▶ _Objectifs_
**A.** D'après la critique du Chrysanthème et le sabre, pourquoi le style de l'essai convient-il aux passionnés novices du Japon ? Répondez en une à trois phrases.
**B.** Recopiez s'il vous plaît tout ce qui va de "samedi 8 mars" jusqu'à "que cela intéresserait...)" dans la critique, en substituant "pays du Soleil-Levant" à "Japon".

▶ _Extrait fourni_
○ ○ ○ ○ ○

Flux temporel

samedi 8 mars 2014

Le chrysanthème et le sabre

(Oui, bon, ça n'a rien avoir avec mes démarches pour le Japon, toutefois rien ne m'empêche d'effectuer un petit résumé critique pour ceux que cela intéresserait...) 


Le chrysanthème et le sabre, Benedict Ruth
édité chez Picquiers Poche (1946)

Cet essai est réalisé en un an par une anthropologue sur la demande de l'administration américaine afin de comprendre les mécanismes de pensées d'un peuple aussi déstabilisant que les japonais tandis que les deux pays (Japon et USA) sont en guerre. Bien qu'elle n'y ait jamais mis les pieds, Benedict Ruth s'efforce de déchiffrer et retranscrire - sans trahir - la dualité extrême de la pensée japonaise (à travers des témoignages d'immigrants, de prisonniers ou encore au travers de livres de voyage etc.) le tout parfaitement illustré par un titre désignant leur caractère à la fois "aussi poli et aiguisé qu'un sabre japonais" que "spontané" à l'image de la nippone chrysanthème. Le style qu'emploie Benedict Ruth dans son œuvre est parfaitement accessible aux passionnés novices du Japon car il est neutre et linéaire (pour peu qu'ils se munissent d'un dictionnaire). Le phrasé peut paraître lourd car plutôt long et en effet, certains mots ou expressions peuvent être très spécifiques (d'où la nécessité d'acquérir un certain vocabulaire). Toutefois, elle prend patience pour expliquer ses théories en l’étayant de nombreux exemples clairs.

○ ○ ○ ○ ○

▶ _Données_

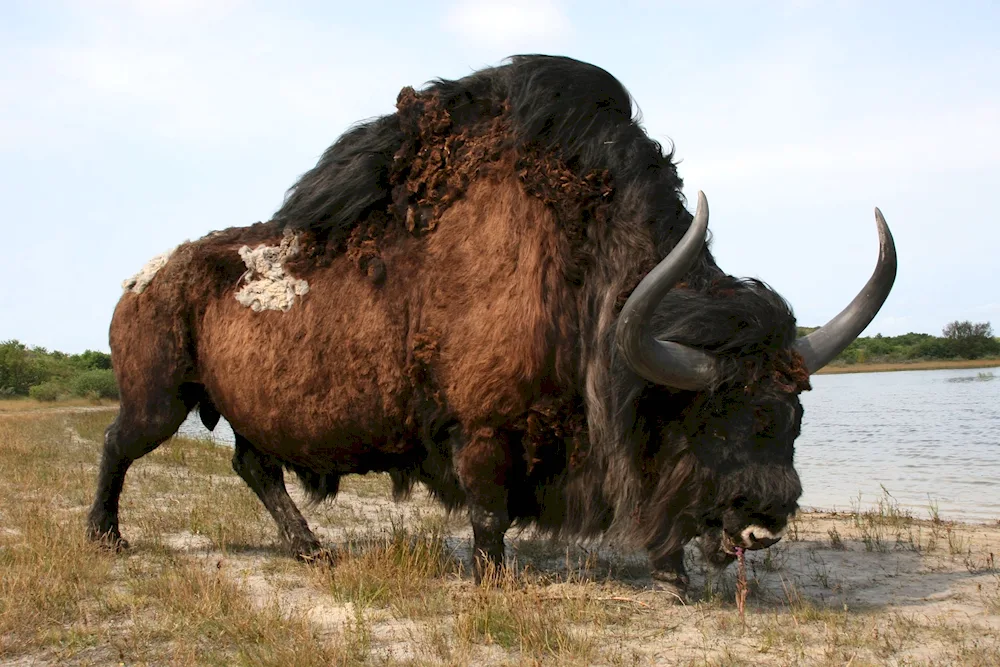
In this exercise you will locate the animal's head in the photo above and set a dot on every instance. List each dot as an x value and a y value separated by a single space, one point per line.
723 460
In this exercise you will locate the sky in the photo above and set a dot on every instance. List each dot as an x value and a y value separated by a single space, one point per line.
129 127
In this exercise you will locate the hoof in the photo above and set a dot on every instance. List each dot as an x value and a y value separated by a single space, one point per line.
110 540
673 585
316 555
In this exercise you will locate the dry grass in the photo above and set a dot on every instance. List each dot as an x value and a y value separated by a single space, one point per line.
9 405
207 583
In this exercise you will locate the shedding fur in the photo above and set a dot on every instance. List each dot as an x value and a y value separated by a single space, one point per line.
267 286
140 281
466 258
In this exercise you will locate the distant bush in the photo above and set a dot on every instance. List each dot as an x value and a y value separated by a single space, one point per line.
47 391
97 383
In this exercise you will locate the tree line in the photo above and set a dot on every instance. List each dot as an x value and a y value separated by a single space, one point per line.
47 376
958 340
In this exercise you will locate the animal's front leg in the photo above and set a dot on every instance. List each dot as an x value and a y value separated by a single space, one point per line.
482 463
265 477
670 575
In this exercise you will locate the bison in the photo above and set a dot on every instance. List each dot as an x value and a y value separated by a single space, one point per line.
497 292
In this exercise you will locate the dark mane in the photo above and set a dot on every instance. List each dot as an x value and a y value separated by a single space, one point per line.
552 108
742 320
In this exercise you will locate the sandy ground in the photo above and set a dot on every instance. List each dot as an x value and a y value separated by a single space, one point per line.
870 587
815 599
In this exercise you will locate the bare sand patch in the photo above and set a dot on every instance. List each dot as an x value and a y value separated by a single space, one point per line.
208 582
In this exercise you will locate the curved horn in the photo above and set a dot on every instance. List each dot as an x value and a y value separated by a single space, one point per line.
821 346
665 362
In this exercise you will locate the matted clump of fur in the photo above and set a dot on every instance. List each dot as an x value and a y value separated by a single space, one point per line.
267 286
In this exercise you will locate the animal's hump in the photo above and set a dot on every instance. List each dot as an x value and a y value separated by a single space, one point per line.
558 117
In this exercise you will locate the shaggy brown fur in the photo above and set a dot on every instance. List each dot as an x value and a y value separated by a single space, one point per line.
466 259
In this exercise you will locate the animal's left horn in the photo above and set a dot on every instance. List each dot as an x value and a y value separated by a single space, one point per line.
665 362
821 346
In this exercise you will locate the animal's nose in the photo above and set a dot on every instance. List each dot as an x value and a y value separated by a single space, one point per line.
758 537
754 542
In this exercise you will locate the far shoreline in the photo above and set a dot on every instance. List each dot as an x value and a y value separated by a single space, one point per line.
879 367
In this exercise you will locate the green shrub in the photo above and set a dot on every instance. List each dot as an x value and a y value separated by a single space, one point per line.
46 391
97 383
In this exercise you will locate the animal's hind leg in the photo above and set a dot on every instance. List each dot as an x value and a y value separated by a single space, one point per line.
483 464
133 434
265 476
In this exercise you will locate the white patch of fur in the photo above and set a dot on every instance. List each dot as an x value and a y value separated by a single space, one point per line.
759 533
267 286
140 281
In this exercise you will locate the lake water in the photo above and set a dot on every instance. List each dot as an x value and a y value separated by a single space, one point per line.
923 435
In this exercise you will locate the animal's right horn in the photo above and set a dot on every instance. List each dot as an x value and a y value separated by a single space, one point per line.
665 362
823 345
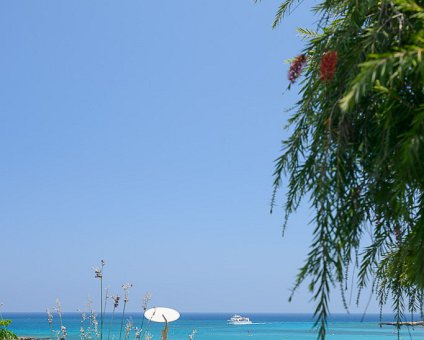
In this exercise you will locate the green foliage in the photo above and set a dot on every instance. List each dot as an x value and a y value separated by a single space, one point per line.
4 333
356 152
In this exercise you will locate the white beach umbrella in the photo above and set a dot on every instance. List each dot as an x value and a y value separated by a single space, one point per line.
159 314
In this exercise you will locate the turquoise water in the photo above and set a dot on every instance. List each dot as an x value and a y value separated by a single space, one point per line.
214 326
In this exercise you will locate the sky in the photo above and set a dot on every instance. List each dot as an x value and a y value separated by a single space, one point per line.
144 133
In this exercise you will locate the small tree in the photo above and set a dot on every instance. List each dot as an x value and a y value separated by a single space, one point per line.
356 150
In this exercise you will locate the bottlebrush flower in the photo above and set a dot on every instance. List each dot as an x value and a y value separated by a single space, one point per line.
296 67
328 65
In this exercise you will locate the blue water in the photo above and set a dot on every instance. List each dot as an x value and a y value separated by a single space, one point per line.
214 326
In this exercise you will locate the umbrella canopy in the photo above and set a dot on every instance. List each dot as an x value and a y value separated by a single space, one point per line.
157 314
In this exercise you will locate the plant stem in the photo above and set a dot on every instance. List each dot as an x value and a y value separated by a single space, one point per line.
111 322
101 306
122 320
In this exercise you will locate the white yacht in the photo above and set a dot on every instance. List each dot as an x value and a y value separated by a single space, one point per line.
239 320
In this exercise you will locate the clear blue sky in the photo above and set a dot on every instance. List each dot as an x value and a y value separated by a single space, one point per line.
144 133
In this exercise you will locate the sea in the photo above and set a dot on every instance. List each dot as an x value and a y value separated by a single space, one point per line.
208 326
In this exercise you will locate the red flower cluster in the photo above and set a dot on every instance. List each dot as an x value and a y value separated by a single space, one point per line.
328 65
296 67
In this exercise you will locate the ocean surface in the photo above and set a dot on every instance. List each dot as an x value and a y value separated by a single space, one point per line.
215 326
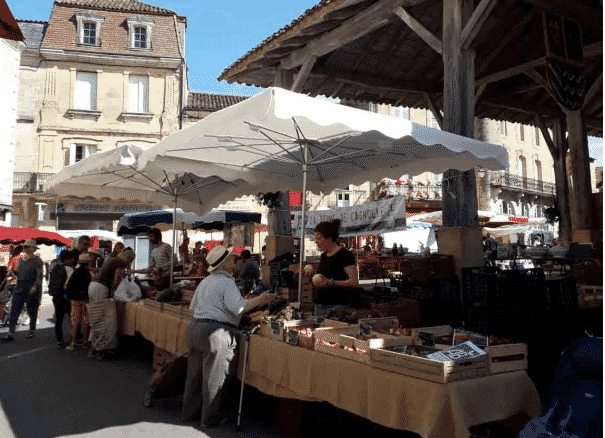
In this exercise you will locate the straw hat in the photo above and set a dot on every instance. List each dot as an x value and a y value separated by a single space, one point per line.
217 256
31 243
85 258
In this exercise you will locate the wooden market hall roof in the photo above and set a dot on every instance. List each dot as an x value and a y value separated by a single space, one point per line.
366 50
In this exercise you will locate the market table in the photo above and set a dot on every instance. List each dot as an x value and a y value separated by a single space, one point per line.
390 399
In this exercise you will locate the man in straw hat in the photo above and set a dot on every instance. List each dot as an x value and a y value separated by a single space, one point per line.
28 290
211 339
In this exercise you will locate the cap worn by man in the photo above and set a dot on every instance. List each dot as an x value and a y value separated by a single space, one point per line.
216 257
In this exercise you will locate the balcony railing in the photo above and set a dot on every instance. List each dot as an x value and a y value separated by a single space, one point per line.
519 183
29 182
414 191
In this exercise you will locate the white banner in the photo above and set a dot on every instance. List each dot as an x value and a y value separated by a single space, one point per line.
358 220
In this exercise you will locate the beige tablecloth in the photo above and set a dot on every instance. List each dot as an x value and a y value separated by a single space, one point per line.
393 400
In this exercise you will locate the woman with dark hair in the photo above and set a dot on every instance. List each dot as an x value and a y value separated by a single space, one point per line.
337 278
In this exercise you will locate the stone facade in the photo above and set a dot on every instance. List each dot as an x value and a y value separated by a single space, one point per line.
97 75
10 55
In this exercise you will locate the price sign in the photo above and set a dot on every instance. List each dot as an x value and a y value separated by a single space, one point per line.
426 339
292 337
364 329
459 353
461 336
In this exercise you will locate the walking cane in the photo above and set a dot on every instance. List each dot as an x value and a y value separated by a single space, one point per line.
247 334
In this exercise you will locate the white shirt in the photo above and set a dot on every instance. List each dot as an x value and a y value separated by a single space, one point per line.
161 257
218 298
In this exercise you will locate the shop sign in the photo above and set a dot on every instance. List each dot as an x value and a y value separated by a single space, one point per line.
132 208
359 220
91 208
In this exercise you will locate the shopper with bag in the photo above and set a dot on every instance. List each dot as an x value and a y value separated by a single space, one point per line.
28 290
102 307
77 291
211 340
56 289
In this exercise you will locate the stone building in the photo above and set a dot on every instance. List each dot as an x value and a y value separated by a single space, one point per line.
10 56
97 75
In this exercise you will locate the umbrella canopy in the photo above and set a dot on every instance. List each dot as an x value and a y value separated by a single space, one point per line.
19 235
219 220
114 175
135 223
261 139
280 140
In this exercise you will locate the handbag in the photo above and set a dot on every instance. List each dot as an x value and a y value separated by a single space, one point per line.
128 290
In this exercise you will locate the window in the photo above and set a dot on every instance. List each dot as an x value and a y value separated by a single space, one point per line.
89 29
343 200
138 94
520 132
431 120
85 96
139 32
77 152
140 37
90 33
401 112
503 130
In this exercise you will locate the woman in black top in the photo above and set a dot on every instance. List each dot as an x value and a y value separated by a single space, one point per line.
337 277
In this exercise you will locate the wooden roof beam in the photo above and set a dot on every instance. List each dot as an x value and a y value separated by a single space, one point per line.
365 22
502 43
596 86
573 10
593 50
419 29
473 25
432 104
510 72
303 74
363 80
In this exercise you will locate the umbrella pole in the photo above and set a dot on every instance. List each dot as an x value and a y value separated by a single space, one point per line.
173 242
303 225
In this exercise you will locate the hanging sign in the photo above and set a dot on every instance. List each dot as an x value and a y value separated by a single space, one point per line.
358 220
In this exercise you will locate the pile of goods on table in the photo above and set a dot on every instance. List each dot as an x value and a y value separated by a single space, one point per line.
440 354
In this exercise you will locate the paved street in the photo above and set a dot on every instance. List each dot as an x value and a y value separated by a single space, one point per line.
51 392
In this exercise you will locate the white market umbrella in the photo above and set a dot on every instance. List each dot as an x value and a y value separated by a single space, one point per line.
115 174
280 140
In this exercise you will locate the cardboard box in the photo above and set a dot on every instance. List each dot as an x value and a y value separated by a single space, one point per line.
278 245
406 310
265 275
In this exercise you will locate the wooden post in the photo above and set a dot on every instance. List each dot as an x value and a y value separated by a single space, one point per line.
562 186
458 111
580 169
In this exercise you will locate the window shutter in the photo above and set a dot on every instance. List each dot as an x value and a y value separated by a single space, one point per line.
85 96
138 94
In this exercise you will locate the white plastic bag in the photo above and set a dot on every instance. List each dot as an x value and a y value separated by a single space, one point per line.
127 291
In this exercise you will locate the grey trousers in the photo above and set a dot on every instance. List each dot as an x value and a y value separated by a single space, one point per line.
210 370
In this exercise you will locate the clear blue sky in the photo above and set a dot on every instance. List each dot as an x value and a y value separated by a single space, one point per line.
218 35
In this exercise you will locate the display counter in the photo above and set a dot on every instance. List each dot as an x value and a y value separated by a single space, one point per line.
400 402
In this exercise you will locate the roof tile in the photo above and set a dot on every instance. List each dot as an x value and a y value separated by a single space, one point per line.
119 5
33 31
211 102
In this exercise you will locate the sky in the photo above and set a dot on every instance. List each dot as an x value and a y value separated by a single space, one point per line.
219 35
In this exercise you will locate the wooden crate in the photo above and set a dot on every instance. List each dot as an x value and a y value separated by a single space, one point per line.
506 358
308 334
342 342
590 297
381 323
428 369
279 330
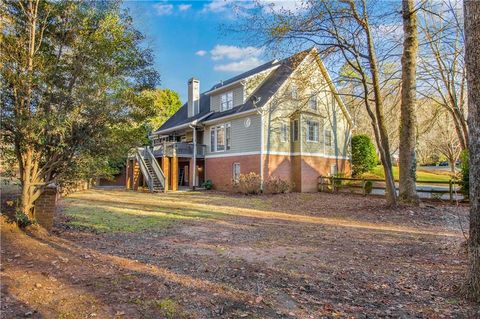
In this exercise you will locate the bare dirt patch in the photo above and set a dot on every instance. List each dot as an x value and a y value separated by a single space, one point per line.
206 255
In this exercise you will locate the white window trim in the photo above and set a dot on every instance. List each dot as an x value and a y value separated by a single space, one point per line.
325 139
308 131
239 172
214 129
297 121
224 106
283 138
310 104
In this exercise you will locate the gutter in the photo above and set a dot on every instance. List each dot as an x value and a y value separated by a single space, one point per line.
181 126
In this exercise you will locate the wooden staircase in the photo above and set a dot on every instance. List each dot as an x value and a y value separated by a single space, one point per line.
157 184
150 169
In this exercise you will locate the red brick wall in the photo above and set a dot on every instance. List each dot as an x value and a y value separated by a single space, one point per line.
220 169
302 171
313 166
278 166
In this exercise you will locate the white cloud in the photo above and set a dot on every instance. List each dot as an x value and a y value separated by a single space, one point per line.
184 7
282 5
234 53
239 66
201 52
163 9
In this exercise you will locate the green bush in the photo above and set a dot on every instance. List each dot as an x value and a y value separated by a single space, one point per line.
208 184
465 172
22 219
249 184
364 156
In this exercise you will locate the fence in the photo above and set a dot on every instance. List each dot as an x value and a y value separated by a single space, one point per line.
437 189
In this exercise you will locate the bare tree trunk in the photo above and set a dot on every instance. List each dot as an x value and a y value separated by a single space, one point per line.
407 162
385 157
472 39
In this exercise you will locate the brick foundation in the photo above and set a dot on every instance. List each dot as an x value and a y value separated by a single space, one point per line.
45 207
220 169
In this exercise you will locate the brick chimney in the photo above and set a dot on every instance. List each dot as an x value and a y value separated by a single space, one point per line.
193 97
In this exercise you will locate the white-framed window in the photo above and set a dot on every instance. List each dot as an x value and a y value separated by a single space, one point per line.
312 102
228 129
220 137
295 130
327 137
333 169
283 132
294 91
226 101
236 172
312 131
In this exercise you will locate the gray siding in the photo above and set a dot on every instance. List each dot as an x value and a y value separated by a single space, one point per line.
242 139
237 98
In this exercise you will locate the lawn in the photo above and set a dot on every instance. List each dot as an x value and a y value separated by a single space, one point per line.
422 175
118 254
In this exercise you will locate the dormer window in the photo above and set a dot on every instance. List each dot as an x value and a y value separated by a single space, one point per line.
226 101
312 103
294 91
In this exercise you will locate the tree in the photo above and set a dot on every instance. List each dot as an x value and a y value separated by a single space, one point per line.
364 156
165 101
341 29
472 60
407 162
71 73
442 63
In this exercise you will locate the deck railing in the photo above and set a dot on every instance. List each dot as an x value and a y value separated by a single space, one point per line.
180 149
451 189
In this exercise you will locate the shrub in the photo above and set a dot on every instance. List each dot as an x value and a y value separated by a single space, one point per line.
368 187
208 184
276 185
465 171
22 219
364 156
249 184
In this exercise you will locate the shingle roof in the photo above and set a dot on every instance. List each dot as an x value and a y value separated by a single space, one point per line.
266 90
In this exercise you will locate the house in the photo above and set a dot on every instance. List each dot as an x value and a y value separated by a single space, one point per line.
281 119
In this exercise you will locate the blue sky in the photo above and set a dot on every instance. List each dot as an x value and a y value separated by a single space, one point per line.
187 40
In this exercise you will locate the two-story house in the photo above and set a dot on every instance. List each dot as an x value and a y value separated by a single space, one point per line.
282 119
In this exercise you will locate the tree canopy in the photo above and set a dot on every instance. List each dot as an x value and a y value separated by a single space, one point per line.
71 77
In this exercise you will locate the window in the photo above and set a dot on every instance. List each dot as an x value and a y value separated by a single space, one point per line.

○ ○ ○ ○ ○

▶ _Résultats finaux_
**A.** Le style convient aux passionnés novices parce qu'il est neutre et linéaire, pour peu qu'ils se munissent d'un dictionnaire.

**B.**
samedi 8 mars 2014

Le chrysanthème et le sabre

(Oui, bon, ça n'a rien avoir avec mes démarches pour le pays du Soleil-Levant, toutefois rien ne m'empêche d'effectuer un petit résumé critique pour ceux que cela intéresserait...)